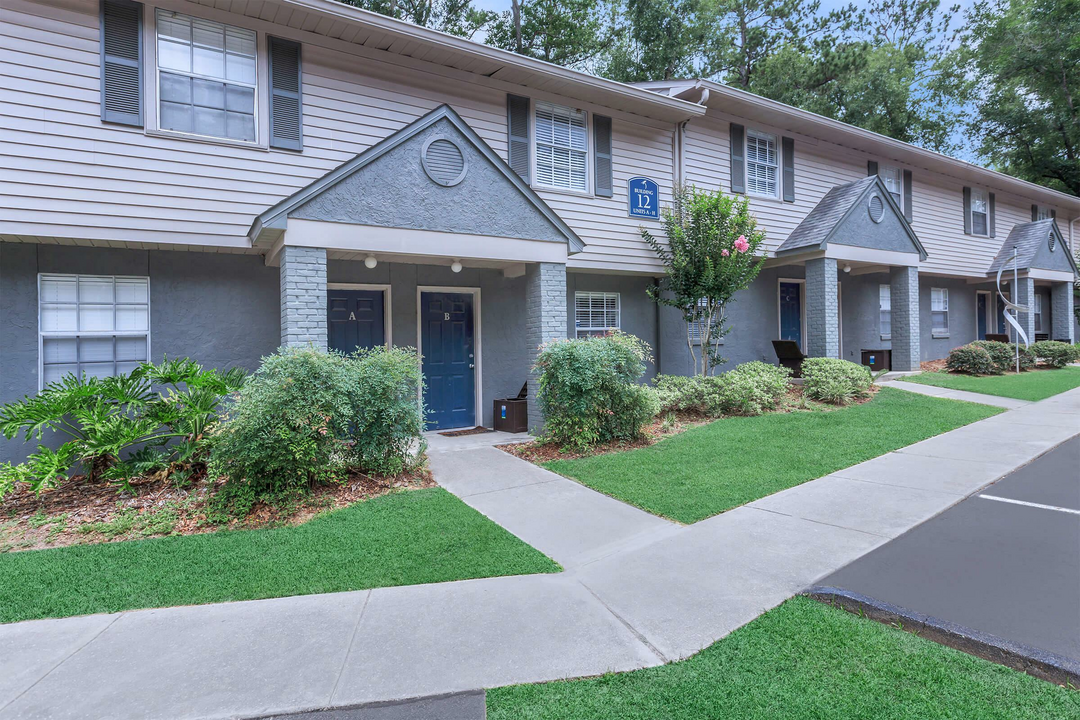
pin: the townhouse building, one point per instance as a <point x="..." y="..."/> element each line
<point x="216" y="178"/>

────────────────

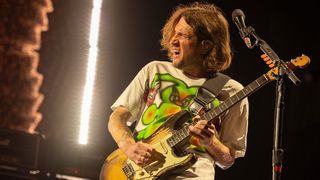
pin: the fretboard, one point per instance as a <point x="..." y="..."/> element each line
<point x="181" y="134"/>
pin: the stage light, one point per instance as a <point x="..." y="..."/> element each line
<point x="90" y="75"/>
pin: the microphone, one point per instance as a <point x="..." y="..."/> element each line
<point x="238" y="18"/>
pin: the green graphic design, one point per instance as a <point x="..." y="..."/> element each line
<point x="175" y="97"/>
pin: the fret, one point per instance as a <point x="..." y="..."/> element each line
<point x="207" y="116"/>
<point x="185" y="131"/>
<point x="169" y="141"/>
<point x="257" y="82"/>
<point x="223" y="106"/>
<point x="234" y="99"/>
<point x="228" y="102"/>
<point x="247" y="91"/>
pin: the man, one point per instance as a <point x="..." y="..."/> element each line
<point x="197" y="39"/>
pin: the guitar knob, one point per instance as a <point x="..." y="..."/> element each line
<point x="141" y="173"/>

────────────────

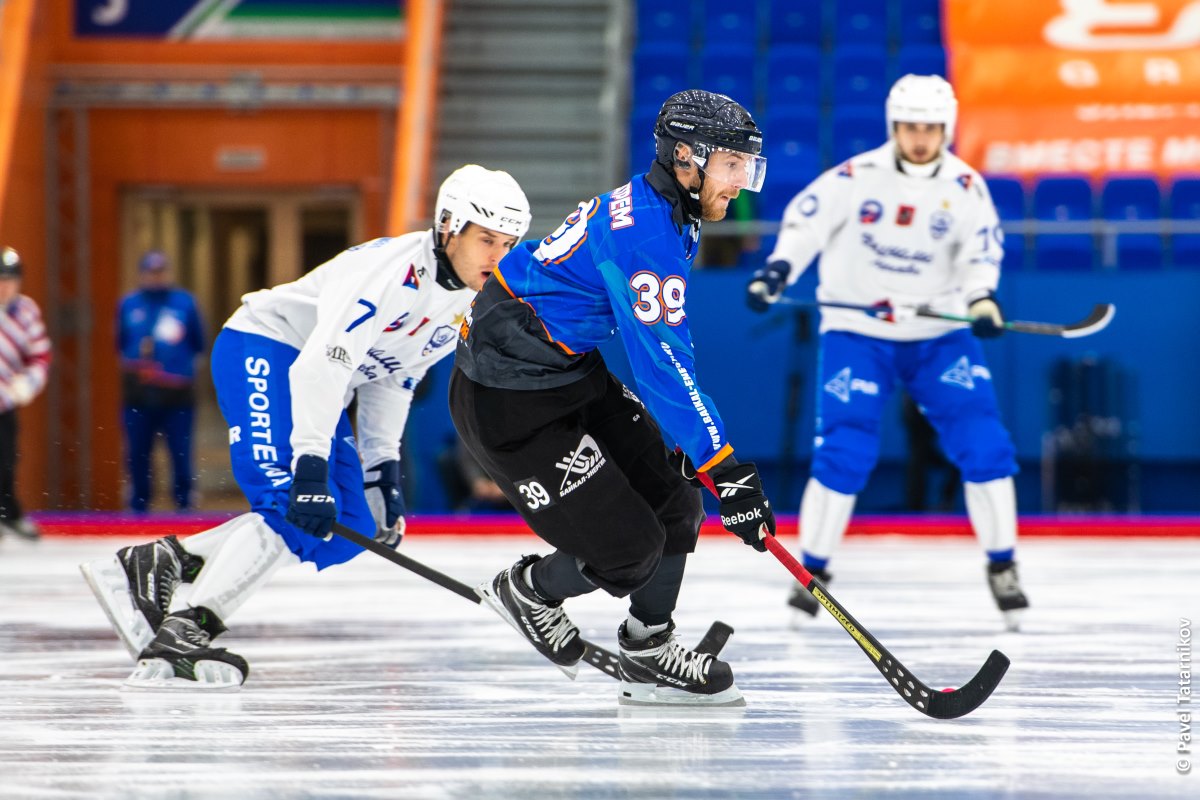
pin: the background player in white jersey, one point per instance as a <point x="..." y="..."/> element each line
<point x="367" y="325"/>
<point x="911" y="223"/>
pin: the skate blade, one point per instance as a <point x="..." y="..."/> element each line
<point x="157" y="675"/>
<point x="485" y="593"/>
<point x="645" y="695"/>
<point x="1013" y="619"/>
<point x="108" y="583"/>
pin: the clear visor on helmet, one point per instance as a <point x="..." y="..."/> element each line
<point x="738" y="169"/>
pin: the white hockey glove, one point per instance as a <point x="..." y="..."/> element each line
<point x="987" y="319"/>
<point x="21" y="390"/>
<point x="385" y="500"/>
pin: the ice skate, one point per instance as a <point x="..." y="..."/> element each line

────────────────

Exercise task
Copy the records word for word, from the line with "pin: the background" up to and including the line with "pin: the ice".

Exercise solution
pin: the background player in white jersey, one point per instance as a <point x="..." y="..."/> element each line
<point x="367" y="325"/>
<point x="911" y="223"/>
pin: the skate blade, one point per instance as a <point x="..." y="..."/> element each line
<point x="157" y="675"/>
<point x="485" y="593"/>
<point x="645" y="695"/>
<point x="1013" y="619"/>
<point x="108" y="583"/>
pin: the clear visor on helmet, one point per instance as a <point x="..." y="..."/> element each line
<point x="738" y="169"/>
pin: the white hockey glove, one point per instance as a <point x="..." y="..."/> element each line
<point x="987" y="319"/>
<point x="21" y="390"/>
<point x="385" y="500"/>
pin: the ice skate, one point per instance as a <point x="..." y="..."/> element each line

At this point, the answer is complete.